__Brano fornito__:

La vulnerabilità di questo anno pandemico ha inasprito queste fragilità già endemiche e radicate in alcune frange del sistema moda, ma d’altro canto ha anche acuito la necessità di una rafforzata sensibilità etica e di un consumo responsabilmente più sostenibile. Un appello che fa da eco a molte voci, tante quante sono le imprese che, da tempo, hanno deciso di remare contro un modello lineare di produzione riponendo le speranze future, e collettive, nella diffusione di una mentalità circolare che vede nel rifiuto una nuova risorsa da reintegrare sul mercato.



Tra queste realtà prende corpo Rifò, la startup del cashmere rigenerato frutto di un crowfunding su Ulule nata nel dicembre 2017 a Prato, in un territorio simbolo, storicamente votato alla cultura del tessile e, per tradizione, terra di lanai e straccivendoli, noti ai nostrani con il nome di cenciaioli o ai più fini letterati con l’appellativo di chiffoniers, come amava declamarli Baudelaire. Quelli che li riconosci perché hanno sempre nella tasca posteriore dei pantaloni un paio di forbici, per separare le cuciture dalla maglia, e un accendino, per bruciare il filo e vedere se c’è una fibra sintetica nella composizione del capo. Dal centenario e quasi estinto mestiere degli artigiani del cencio, per necessità e virtù i primi ignari e inconsapevoli alfieri dell’economia circolare, muove la rivoluzione sostenibile intrapresa dal brand pratese.



Rifò, già a partire dalla fierezza vernacolare del suo nome a “km 0”, è un elogio a quel “rifare” che sfrutta la ricchezza di fibre riciclate per creare dagli scarti tessili un nuovo rigenerato, o un vecchio riscattato di qualità, che vuole farsi portavoce di un valore emozionale destinato a una seconda vita. È un credo stilistico in un futuro non più bisognoso di produrre nuove materie prime, ma autoalimentato dallo sfruttamento di tutte quelle già impiegate, esistenti e dimenticate.



Facendo un passo indietro, cosa ha portato un laureato in Economia internazionale alla Bocconi con esperienze nella cooperazione allo sviluppo per il Ministero degli Esteri a occuparsi di moda?

__Cosa occorre__:
Risponda alle domande seguenti sul brano dedicato a Rifò, indicando ciascuna risposta con la stessa lettera.
(a) Che cosa vede come nuova risorsa da reintegrare sul mercato la mentalità circolare?
(b) In quale città e in quale mese e anno è nata Rifò?
(c) Che cosa si crea dagli scarti tessili, secondo il brano?
Le voci non sono necessarie per svolgere questo lavoro.

(Voci archiviate)
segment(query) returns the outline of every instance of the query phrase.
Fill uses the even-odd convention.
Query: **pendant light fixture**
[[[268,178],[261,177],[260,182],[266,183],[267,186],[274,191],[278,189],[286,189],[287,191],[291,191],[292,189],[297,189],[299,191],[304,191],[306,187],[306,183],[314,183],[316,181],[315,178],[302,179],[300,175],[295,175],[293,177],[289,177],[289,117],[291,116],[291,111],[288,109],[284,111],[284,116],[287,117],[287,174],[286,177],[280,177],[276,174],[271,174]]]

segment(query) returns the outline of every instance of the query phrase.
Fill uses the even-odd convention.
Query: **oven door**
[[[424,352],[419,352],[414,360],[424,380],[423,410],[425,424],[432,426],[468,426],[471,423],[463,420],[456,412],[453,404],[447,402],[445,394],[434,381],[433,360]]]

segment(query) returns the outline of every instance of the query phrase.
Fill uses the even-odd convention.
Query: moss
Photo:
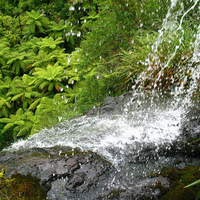
[[[200,186],[184,188],[186,185],[200,179],[200,170],[196,166],[187,166],[181,171],[174,168],[164,168],[161,175],[168,177],[171,181],[171,189],[162,200],[195,200],[197,193],[200,191]]]
[[[43,200],[46,192],[39,185],[39,179],[19,173],[5,178],[5,170],[0,173],[0,199]]]

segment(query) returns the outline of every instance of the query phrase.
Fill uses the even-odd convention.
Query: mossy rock
[[[174,168],[162,169],[161,175],[168,177],[171,181],[171,189],[161,199],[162,200],[195,200],[200,186],[184,188],[186,185],[200,179],[200,170],[196,166],[187,166],[181,171]]]
[[[180,181],[174,182],[173,189],[164,195],[162,200],[195,200],[196,194],[192,188],[183,188],[184,186]]]
[[[43,200],[46,199],[46,192],[39,185],[39,179],[30,175],[23,176],[19,173],[13,174],[7,179],[4,176],[5,170],[0,173],[0,199],[15,200]]]

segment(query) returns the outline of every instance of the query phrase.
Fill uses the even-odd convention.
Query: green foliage
[[[5,169],[0,172],[0,199],[16,200],[42,200],[46,199],[46,193],[39,186],[39,180],[27,175],[12,175],[10,178],[5,177]]]
[[[26,12],[27,16],[24,18],[24,23],[26,25],[24,29],[24,38],[31,39],[35,37],[41,37],[46,35],[46,30],[49,26],[48,18],[43,16],[39,10],[32,10],[31,12]]]
[[[179,2],[172,12],[192,5]],[[144,88],[189,82],[199,3],[182,30],[160,38],[157,65],[150,47],[168,6],[168,0],[2,0],[0,144],[83,114],[130,90],[141,73],[150,77],[137,82]]]
[[[198,184],[200,184],[200,179],[197,180],[197,181],[194,181],[193,183],[190,183],[189,185],[186,185],[184,188],[192,187],[192,186],[195,186],[195,185],[198,185]],[[198,200],[199,197],[200,197],[200,191],[198,192],[195,200]]]

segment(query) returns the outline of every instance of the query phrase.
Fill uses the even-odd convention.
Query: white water
[[[199,1],[194,1],[193,9]],[[163,32],[165,30],[182,31],[182,36],[179,39],[179,45],[175,47],[172,54],[169,55],[168,61],[164,63],[163,68],[166,68],[170,60],[175,55],[183,40],[184,31],[182,22],[184,17],[191,10],[186,11],[181,18],[179,26],[175,25],[177,15],[183,12],[181,10],[172,15],[172,10],[178,3],[178,0],[172,1],[166,19],[163,22],[163,28],[156,43],[152,46],[154,51],[153,57],[159,63],[156,55],[158,46],[162,43]],[[170,26],[169,26],[170,25]],[[194,54],[192,62],[199,62],[200,59],[200,26],[194,42]],[[152,55],[150,55],[152,56]],[[149,61],[149,66],[151,65]],[[129,160],[131,155],[133,158],[145,150],[147,147],[155,147],[154,151],[159,151],[161,145],[169,148],[174,140],[177,140],[181,131],[181,119],[188,106],[191,104],[191,95],[197,87],[196,79],[199,78],[199,66],[192,69],[194,83],[188,90],[183,89],[183,85],[175,88],[174,91],[168,94],[157,94],[152,92],[133,93],[132,101],[124,105],[121,112],[112,115],[97,115],[83,116],[72,120],[67,120],[60,125],[51,129],[44,129],[40,133],[29,137],[25,141],[14,143],[9,150],[27,149],[32,147],[53,147],[56,145],[71,146],[73,148],[80,147],[82,150],[92,150],[106,157],[109,161],[123,169],[127,163],[125,157]],[[143,76],[143,74],[142,74]],[[139,77],[143,79],[143,77]],[[187,95],[183,95],[187,93]],[[169,98],[167,96],[170,96]],[[130,155],[129,155],[130,154]],[[146,158],[148,159],[148,158]],[[159,158],[162,160],[162,158]],[[164,159],[164,163],[169,160]],[[144,175],[148,172],[144,168],[149,168],[150,171],[159,168],[159,165],[152,166],[147,164],[127,168],[127,173],[142,172]],[[125,169],[123,169],[125,170]],[[139,172],[140,171],[140,172]],[[127,175],[128,177],[132,177]]]

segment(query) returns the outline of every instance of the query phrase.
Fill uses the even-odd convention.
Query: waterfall
[[[151,73],[144,72],[138,77],[137,83],[153,79],[154,69],[161,66],[160,73],[151,85],[151,90],[145,90],[142,85],[133,87],[131,97],[121,106],[120,110],[108,114],[81,116],[66,120],[51,129],[21,140],[9,147],[9,151],[28,149],[33,147],[70,146],[79,147],[83,151],[92,150],[104,156],[124,174],[124,185],[128,186],[137,176],[157,172],[162,165],[168,165],[169,158],[165,157],[181,134],[181,120],[192,105],[191,97],[198,86],[200,75],[200,26],[194,36],[194,51],[188,60],[189,71],[192,74],[192,84],[184,88],[186,80],[169,91],[157,89],[162,71],[168,68],[180,45],[184,40],[183,21],[188,13],[196,7],[199,0],[184,12],[183,4],[179,0],[172,0],[158,38],[152,46],[152,53],[148,55],[146,63]],[[179,5],[178,11],[174,11]],[[177,25],[177,17],[182,15]],[[160,65],[158,48],[165,39],[165,34],[179,34],[178,43],[167,60]],[[154,65],[153,65],[154,63]],[[195,63],[195,67],[192,67]],[[152,66],[154,69],[152,69]],[[181,66],[178,72],[181,71]],[[171,77],[173,82],[174,77]],[[163,153],[164,152],[164,153]],[[155,160],[154,160],[155,159]],[[137,162],[136,162],[137,161]]]

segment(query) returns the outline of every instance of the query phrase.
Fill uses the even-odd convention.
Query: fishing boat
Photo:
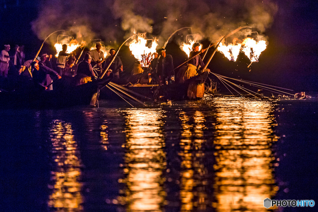
[[[54,89],[37,92],[34,87],[8,92],[0,92],[0,109],[59,108],[77,105],[95,106],[100,90],[113,79],[104,78],[77,86],[72,86],[61,79],[54,83]]]
[[[125,98],[125,96],[128,96],[127,99],[129,99],[133,96],[139,99],[156,101],[197,100],[204,96],[204,83],[209,73],[208,71],[203,72],[183,83],[169,85],[135,84],[120,85],[111,83],[107,86],[111,89],[105,88],[101,90],[100,97],[101,99],[118,100],[121,97]],[[126,96],[122,95],[124,93],[129,95]]]

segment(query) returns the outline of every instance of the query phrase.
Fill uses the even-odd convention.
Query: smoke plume
[[[180,31],[172,39],[186,42],[185,36],[192,33],[216,41],[245,26],[262,34],[278,10],[270,0],[45,0],[41,4],[38,17],[32,23],[39,38],[64,30],[64,34],[80,42],[89,44],[100,39],[105,45],[114,46],[134,31],[147,32],[147,38],[157,38],[162,46],[173,32],[186,27],[192,30]],[[51,36],[49,42],[56,43],[57,36]]]

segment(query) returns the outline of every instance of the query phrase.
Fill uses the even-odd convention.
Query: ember
[[[147,40],[145,38],[145,34],[140,34],[137,36],[129,44],[129,49],[138,60],[143,67],[149,67],[150,62],[154,58],[154,53],[156,52],[158,46],[157,40],[155,38],[152,40],[150,48],[147,46]]]

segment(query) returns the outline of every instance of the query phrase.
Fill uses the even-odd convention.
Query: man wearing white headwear
[[[10,50],[10,45],[4,45],[4,49],[0,54],[0,76],[6,77],[9,70],[9,61],[10,57],[8,52]]]
[[[88,51],[89,54],[92,56],[92,66],[94,68],[94,66],[96,65],[99,68],[100,73],[101,73],[103,69],[101,64],[105,59],[105,56],[104,56],[104,52],[100,50],[101,44],[97,42],[96,43],[95,46],[96,49]]]

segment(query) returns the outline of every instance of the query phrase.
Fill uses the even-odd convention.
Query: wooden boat
[[[60,80],[54,83],[51,91],[36,92],[34,86],[19,91],[0,92],[0,109],[61,108],[89,105],[93,95],[97,100],[99,90],[113,79],[113,75],[80,85],[71,86]],[[93,101],[94,102],[94,101]],[[93,102],[93,105],[96,104]]]
[[[204,96],[204,83],[209,74],[205,72],[182,83],[159,85],[135,84],[123,86],[126,88],[154,100],[197,100]],[[101,99],[118,100],[120,97],[109,89],[101,91]]]

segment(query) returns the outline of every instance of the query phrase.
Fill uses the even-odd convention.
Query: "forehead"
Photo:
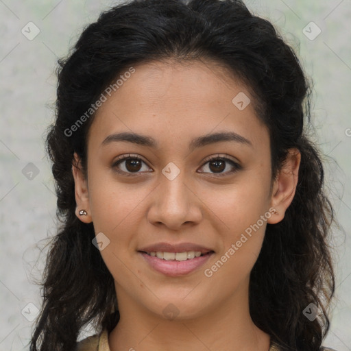
[[[88,137],[94,143],[128,131],[180,145],[216,130],[267,143],[252,97],[229,70],[198,60],[152,62],[134,69],[97,110]]]

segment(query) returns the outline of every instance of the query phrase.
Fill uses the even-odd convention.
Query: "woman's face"
[[[134,69],[90,126],[88,182],[75,175],[77,210],[88,213],[80,218],[93,222],[121,310],[192,318],[237,309],[293,182],[271,187],[268,130],[239,80],[199,61]],[[170,246],[150,247],[160,243]],[[178,261],[188,254],[142,251],[190,252]]]

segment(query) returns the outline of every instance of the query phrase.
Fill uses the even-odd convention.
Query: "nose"
[[[194,185],[186,182],[184,172],[173,180],[161,176],[160,184],[151,194],[152,205],[147,213],[149,221],[178,230],[184,225],[195,225],[202,219],[202,201]]]

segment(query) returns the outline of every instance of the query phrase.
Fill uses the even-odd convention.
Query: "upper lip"
[[[138,251],[143,251],[145,252],[186,252],[189,251],[199,251],[202,254],[206,254],[210,251],[213,251],[201,245],[195,244],[193,243],[157,243],[155,244],[145,246]]]

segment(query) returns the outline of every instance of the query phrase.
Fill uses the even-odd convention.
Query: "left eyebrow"
[[[101,145],[105,145],[110,143],[117,141],[126,141],[128,143],[132,143],[153,148],[158,147],[158,143],[152,136],[141,135],[136,133],[131,133],[129,132],[110,134],[104,140]],[[189,143],[189,149],[194,150],[195,149],[202,147],[209,144],[223,141],[234,141],[252,147],[252,143],[248,139],[244,138],[240,134],[238,134],[237,133],[234,133],[233,132],[220,132],[193,138]]]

__Risposta__:
(a) Il rifiuto.
(b) A Prato, nel dicembre 2017.
(c) Un nuovo rigenerato, o un vecchio riscattato di qualità.